What the task asks:
Give back every record exactly as written.

Given records:
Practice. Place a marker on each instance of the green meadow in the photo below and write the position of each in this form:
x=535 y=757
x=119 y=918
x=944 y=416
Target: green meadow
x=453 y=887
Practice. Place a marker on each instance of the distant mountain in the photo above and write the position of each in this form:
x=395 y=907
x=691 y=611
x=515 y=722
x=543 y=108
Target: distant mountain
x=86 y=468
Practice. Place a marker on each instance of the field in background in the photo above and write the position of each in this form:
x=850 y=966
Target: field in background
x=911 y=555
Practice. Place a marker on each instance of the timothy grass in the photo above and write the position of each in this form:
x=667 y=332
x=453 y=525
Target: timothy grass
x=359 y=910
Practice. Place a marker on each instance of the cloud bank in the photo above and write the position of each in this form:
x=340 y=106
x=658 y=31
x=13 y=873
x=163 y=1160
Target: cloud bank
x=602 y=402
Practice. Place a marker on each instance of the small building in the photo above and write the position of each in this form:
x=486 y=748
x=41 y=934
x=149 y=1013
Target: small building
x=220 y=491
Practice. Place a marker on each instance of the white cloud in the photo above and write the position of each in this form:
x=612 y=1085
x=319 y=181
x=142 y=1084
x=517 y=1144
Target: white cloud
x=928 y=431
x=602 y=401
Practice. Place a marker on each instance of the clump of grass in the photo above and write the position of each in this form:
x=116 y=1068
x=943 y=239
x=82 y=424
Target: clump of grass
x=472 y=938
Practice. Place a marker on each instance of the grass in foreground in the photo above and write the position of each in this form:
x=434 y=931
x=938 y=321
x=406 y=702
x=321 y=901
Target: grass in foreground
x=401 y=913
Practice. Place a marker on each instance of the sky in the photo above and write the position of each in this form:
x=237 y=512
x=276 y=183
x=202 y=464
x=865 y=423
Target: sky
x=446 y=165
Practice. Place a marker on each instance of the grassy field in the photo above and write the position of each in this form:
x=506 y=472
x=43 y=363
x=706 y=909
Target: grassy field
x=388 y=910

Your response:
Practice. Place a marker on each instance of the green meadow in the photo below and write the position of each in this form:
x=535 y=757
x=119 y=918
x=944 y=416
Target: green meadow
x=453 y=887
Practice. Place a marker on each instance of the distant mountain in the photo above and write the position of each in this form:
x=395 y=907
x=691 y=611
x=515 y=722
x=543 y=108
Target: distant mountain
x=86 y=468
Practice. Place a marker on each instance of the field in background in the photo above and write the position of each in this form:
x=850 y=966
Target: field in background
x=911 y=555
Practice. Place a marker on each instance of the timothy grass in the photo above and write the position of each in this form:
x=667 y=332
x=453 y=525
Target: timothy grass
x=359 y=910
Practice. Place a marker on each instance of the cloud bank in the photo above and write the position of each in this form:
x=340 y=106
x=658 y=31
x=13 y=873
x=163 y=1160
Target: cloud bank
x=602 y=402
Practice. Place a marker on each instance of the small building in the photo above and write the position of each in this form:
x=486 y=748
x=41 y=934
x=149 y=1013
Target: small building
x=220 y=491
Practice. Place a marker on each instance of the white cloud in the photo above and write the position of each in this form:
x=612 y=1085
x=319 y=181
x=142 y=1084
x=517 y=1144
Target: white cloud
x=928 y=431
x=602 y=401
Practice. Place a marker on each instance of the clump of grass in the photo above and write the position of each in this form:
x=116 y=1068
x=943 y=239
x=82 y=424
Target: clump of grass
x=472 y=938
Practice. Place a marker on each instance of the grass in foreground in the photo above and write the position of each in this form:
x=434 y=931
x=938 y=321
x=406 y=702
x=321 y=901
Target: grass in foreground
x=401 y=913
Practice. Place a marker on each instance of the sky in the photo above and write the position of each in this form:
x=237 y=512
x=276 y=183
x=202 y=464
x=865 y=423
Target: sky
x=446 y=165
Practice. Place a marker on each instance of the grassy field in the photo above and write the position of each in this form:
x=506 y=472
x=43 y=363
x=706 y=909
Target: grassy field
x=388 y=910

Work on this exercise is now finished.